--- TASK OBJECTIVE ---
Please reproduce all of the records below word for word, without changing anything.

--- INPUT DATA ---
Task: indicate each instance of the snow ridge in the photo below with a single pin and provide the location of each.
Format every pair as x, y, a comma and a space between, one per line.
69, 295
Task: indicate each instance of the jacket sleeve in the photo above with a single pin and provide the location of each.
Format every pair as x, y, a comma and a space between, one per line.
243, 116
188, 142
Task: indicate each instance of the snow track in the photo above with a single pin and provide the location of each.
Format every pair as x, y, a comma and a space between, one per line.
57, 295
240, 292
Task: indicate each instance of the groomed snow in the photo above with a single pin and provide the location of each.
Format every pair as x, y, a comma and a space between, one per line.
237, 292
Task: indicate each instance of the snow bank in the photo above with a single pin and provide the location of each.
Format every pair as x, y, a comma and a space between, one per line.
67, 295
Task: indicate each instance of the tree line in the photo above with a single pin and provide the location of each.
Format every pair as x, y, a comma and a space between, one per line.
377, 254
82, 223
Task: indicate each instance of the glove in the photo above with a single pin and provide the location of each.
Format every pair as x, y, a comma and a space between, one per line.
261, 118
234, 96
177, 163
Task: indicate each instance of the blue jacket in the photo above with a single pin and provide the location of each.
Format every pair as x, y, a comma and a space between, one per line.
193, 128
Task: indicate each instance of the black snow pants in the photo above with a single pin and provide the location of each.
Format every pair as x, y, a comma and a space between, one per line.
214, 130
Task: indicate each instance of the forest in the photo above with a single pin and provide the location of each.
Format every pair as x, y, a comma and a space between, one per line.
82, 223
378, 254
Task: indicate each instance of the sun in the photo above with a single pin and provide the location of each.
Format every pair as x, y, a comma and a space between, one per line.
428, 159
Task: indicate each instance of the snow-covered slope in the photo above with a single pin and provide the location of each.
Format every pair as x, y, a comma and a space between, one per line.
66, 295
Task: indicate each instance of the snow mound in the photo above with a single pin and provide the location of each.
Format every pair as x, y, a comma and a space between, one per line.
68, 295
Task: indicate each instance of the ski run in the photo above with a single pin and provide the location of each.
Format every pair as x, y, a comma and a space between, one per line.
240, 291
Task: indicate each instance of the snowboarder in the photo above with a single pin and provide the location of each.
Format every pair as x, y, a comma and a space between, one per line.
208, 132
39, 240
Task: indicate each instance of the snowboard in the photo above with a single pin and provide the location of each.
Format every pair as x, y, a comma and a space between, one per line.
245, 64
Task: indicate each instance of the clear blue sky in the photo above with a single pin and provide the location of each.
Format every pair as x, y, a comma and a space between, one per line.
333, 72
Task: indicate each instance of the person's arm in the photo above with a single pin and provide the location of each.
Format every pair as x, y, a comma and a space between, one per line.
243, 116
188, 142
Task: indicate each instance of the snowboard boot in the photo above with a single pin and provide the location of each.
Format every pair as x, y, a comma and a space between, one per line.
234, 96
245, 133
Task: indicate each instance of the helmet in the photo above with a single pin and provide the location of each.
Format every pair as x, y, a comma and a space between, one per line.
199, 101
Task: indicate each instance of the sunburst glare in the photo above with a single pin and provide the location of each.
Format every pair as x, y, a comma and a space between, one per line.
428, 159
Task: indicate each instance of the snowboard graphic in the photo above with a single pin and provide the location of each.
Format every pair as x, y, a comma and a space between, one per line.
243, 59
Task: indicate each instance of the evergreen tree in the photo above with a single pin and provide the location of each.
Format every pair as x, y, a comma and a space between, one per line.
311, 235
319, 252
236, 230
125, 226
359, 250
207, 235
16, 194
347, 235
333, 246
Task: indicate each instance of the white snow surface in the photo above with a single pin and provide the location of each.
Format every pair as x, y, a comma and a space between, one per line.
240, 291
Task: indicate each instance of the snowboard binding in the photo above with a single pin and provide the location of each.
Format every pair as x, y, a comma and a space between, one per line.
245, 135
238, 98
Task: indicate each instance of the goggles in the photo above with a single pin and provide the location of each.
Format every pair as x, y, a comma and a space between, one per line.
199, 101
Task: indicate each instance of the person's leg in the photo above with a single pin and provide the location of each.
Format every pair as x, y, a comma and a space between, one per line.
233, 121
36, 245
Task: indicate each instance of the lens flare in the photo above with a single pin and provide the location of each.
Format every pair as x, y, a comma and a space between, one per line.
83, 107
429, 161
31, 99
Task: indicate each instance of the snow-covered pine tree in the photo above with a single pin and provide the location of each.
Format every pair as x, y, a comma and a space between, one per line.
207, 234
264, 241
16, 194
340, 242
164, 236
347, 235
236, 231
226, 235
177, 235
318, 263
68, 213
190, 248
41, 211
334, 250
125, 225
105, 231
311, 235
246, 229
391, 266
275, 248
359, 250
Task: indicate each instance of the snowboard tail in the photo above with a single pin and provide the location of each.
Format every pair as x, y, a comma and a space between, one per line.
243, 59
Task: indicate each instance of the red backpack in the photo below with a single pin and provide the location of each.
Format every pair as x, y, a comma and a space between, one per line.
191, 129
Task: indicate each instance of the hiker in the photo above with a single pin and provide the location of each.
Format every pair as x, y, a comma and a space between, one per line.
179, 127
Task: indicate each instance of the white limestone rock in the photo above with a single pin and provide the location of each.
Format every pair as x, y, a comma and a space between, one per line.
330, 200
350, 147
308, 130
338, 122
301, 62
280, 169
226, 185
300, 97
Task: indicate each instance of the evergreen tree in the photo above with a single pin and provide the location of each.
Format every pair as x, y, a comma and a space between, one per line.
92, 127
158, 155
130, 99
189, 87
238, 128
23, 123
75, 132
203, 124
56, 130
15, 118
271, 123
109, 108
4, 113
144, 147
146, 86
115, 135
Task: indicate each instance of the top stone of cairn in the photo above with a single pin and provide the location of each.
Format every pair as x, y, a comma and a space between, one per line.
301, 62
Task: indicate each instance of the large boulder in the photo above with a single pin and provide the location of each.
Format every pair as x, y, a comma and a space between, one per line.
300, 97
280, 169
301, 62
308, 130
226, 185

--- EXPECTED OUTPUT ---
Task: indicate each instance of the snow ridge in the photo below with a single pin and provide the location of each.
Format every pair as x, y, a comma and a space between, one per line.
69, 295
Task: indicate each instance of the jacket sleeve in the photo above with a single pin and provide the location of each.
Format every pair as x, y, a comma and a space between, one per line.
243, 116
188, 142
Task: indicate each instance of the snow track in the photo above with a single pin and provide the location of each.
Format every pair as x, y, a comma and a space between, one per line.
57, 295
240, 292
Task: indicate each instance of the groomed snow in the photo above with a single pin and provide the location of each.
Format every pair as x, y, a comma and a space between, one per line.
237, 292
Task: indicate each instance of the snow bank in the photo above with a single pin and provide the location of each.
Format every pair as x, y, a comma and a space between, one per line.
67, 295
Task: indicate each instance of the tree line in the photo above with a single pin and provide the location of each.
Format every pair as x, y, a comma and a space between, one per line.
377, 254
82, 223
Task: indicate each instance of the glove in the photo above with a single pin and provide the location of each.
Format every pair as x, y, a comma and a space between, one per line.
261, 118
234, 96
177, 163
Task: indicate each instance of the blue jacket in the photo above with a single pin and provide the location of each.
Format every pair as x, y, a comma and a space between, one per line.
193, 128
Task: indicate each instance of the black snow pants in the photo above with a single pin and provide the location of each.
Format every pair as x, y, a comma and a space between, one per line.
214, 130
Task: indicate each instance of the forest in the photo above with a single pin and provide the location of each.
Format every pair as x, y, a comma and a space between, one per line.
82, 223
378, 254
Task: indicate each instance of the sun in the photo above with a single pin and provide the location of each.
Format every pair as x, y, a comma and a space between, one per line.
428, 159
Task: indicate each instance of the snow-covered slope in the photo above with a single pin and provide the location of each.
Format every pair as x, y, a comma and a space between, one per line.
66, 295
Task: indicate each instance of the snow mound in the photo above with a single pin and provide the location of each.
Format every pair as x, y, a comma and a space between, one per line.
68, 295
Task: indicate each instance of the ski run in the photo above with a single pin and provide the location of each.
Format every pair as x, y, a comma and a space between, one per line.
240, 291
Task: indicate each instance of the snowboarder in the photo above with a single pin and provide the location of each.
Format every pair as x, y, a comma and a space between, one per line.
208, 132
39, 240
Task: indicate each instance of the snowboard in the photo above with a single pin and provide the location of each.
Format every pair as x, y, a comma and a space between, one per line.
245, 64
Task: indicate each instance of the clear blue sky in the photo above with a single pin and provide the location of each.
Format every pair as x, y, a comma and a space between, one per line.
333, 72
Task: indicate each instance of the person's arm in the photo above with a single pin and provide the location of each.
Format every pair as x, y, a comma and a space between, one per line.
243, 116
188, 142
Task: indicate each instance of the snowboard boot in the photo above with a single pin and provide the location of each.
Format every pair as x, y, a comma and a space between, one per line.
234, 96
245, 133
Task: indicate each instance of the helmet in the photo above with a single pin and provide the location of each.
Format every pair as x, y, a comma and a space between, one per line.
199, 101
Task: indicate each instance of the sunburst glare in the photo above with a single pin and provide the location of each.
Format every pair as x, y, a comma and a space between, one per line.
428, 159
Task: indicate each instance of the snowboard graphic in the photo above with a single pin and provide the location of each.
Format every pair as x, y, a comma and a space between, one per line.
243, 59
Task: indicate each instance of the evergreen tree in the photo above with a single pin and provide the location of each.
Format every pair as x, y, a comma and a space between, one per line.
311, 235
319, 252
236, 230
125, 226
359, 250
207, 235
16, 194
347, 235
333, 246
Task: indicate each instance of the white snow surface in the photo above with a single pin and provide the location of each.
Format every pair as x, y, a comma and a space between, one per line.
240, 291
Task: indicate each instance of the snowboard binding in the photo above with a single pin and provide the location of each.
Format every pair as x, y, a comma and a space between, one per line.
245, 135
238, 98
Task: indicate each instance of the goggles in the photo above with a single pin and provide the location of each.
Format every pair as x, y, a comma and a space between, one per line.
199, 101
Task: indicate each instance of the person's leg in the photo above with a single pin and provide the location of each.
Format every pair as x, y, a comma and a space between, one per line.
233, 121
36, 245
Task: indicate each instance of the lens flare in the photo above with a single pin and provide the location of each.
Format every pair as x, y, a comma and a space between, one per line.
83, 107
429, 161
31, 99
Task: indicate each instance of the snow-covered pine tree in the photo above with a single pin and provide the location of each.
Format every pair as x, y, a comma and a space between, one per line.
207, 234
264, 241
16, 194
340, 242
164, 236
347, 235
236, 231
226, 235
177, 235
318, 263
68, 213
190, 248
41, 211
334, 250
125, 225
105, 231
311, 235
246, 229
391, 266
275, 248
359, 250
Task: indicate each instance of the snowboard tail in the photo above with a single pin and provide the location of each.
Format every pair as x, y, a comma and a space between, one per line.
243, 59
Task: indicate each instance of the red backpack in the photo below with a single pin and provide the location of each.
Format every pair as x, y, a comma and a space between, one per line.
191, 129
Task: indicate each instance of the hiker in the photo above with a single pin and provide the location of each.
Format every pair as x, y, a comma and a space between, one per line.
179, 127
Task: indicate each instance of the white limestone rock in the photo above with a single pin and provide the location of each.
Format every pair as x, y, a comma and a space between, one per line.
330, 200
350, 147
308, 130
338, 122
301, 62
280, 169
226, 185
300, 97
Task: indicate each instance of the evergreen tree in the photo above with a single pin and provide the location of each.
Format every pair as x, y, a comma and a space between, one per line.
92, 127
158, 155
130, 99
189, 87
238, 128
23, 123
75, 132
203, 124
56, 130
15, 118
271, 123
109, 108
4, 113
144, 147
146, 86
115, 135
Task: indicate each instance of the top stone of cairn in the photo above with a single pin and provide the location of each.
Format every pair as x, y, a comma and a space between, one per line.
301, 62
Task: indicate each instance of the large boulder in the photo above with a single pin and provide the location of each.
Format every pair as x, y, a comma and a space between, one per line.
300, 97
280, 169
301, 62
308, 130
226, 185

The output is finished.